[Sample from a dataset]
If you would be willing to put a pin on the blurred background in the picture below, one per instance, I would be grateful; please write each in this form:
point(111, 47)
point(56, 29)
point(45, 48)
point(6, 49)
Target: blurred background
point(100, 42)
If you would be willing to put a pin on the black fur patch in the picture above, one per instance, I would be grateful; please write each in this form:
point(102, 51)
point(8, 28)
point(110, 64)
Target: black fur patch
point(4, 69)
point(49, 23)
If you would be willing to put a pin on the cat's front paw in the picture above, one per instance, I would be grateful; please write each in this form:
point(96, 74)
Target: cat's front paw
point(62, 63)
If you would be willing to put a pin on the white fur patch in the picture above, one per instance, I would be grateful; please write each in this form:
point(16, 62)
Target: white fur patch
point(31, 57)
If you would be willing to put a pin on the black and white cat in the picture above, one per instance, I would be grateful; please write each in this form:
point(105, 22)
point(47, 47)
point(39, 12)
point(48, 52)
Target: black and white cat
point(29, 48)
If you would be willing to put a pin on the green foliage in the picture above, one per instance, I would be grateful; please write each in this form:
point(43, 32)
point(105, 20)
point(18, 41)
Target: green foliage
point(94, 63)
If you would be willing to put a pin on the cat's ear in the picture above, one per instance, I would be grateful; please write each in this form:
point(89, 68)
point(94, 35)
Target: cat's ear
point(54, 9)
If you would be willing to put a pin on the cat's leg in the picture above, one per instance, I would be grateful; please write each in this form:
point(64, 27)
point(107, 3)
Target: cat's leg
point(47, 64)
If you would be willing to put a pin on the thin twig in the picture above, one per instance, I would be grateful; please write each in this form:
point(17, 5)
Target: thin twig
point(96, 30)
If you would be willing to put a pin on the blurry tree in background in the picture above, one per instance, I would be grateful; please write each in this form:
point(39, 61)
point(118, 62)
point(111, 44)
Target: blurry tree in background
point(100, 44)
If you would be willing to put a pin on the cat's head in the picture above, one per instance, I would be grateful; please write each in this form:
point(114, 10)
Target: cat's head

Task brief = Reproduce all of the data above exactly as it appears, line for line.

Response for this exercise =
If you would be willing to put a pin on the blurred background in the picture below, one per instance, I would be grateful; please write each in this form:
point(111, 47)
point(56, 29)
point(45, 48)
point(6, 49)
Target: blurred background
point(100, 42)
If you would be willing to put a pin on the black fur patch in the picture above, one per instance, I would be grateful; please write each in this form:
point(102, 51)
point(8, 28)
point(110, 64)
Target: black fur patch
point(4, 69)
point(49, 23)
If you would be willing to put a pin on the cat's front paw in the picture above, one per instance, I would be grateful; please write each in this form:
point(96, 74)
Target: cat's front paw
point(62, 63)
If you would be willing to put a pin on the white fur patch in the picture above, one per instance, I would be grateful; please write each in this form:
point(16, 62)
Target: white fur patch
point(31, 57)
If you would be willing to put a pin on the black and white cat in the picture above, one per instance, I would be grateful; please write each in this form:
point(105, 22)
point(47, 47)
point(39, 12)
point(48, 52)
Target: black and white cat
point(29, 48)
If you would be willing to put a pin on the green foliage in the picture above, one per instance, I would be grateful; please write each in this form:
point(43, 32)
point(105, 20)
point(18, 41)
Target: green foliage
point(94, 63)
If you would be willing to put a pin on the cat's ear in the picture above, one per instance, I would be grateful; please write each in this form:
point(89, 68)
point(94, 35)
Target: cat's ear
point(54, 9)
If you would be willing to put a pin on the cat's leg in the picture above, one per instance, I would be grateful; please write each in this form:
point(64, 27)
point(107, 3)
Target: cat's leg
point(47, 64)
If you would be willing to put a pin on the thin twig in the picture above, one per instance, I would be grateful; please write each in this form:
point(17, 5)
Target: thin twig
point(96, 30)
If you would be willing to put a pin on the blurry tree in background in the picture above, one per instance, I would be grateful; please write each in this form:
point(39, 61)
point(118, 62)
point(111, 44)
Target: blurry tree in background
point(100, 44)
If you would be willing to put a pin on the cat's head in the picture above, one per instance, I would be grateful; please write each in this form:
point(114, 10)
Target: cat's head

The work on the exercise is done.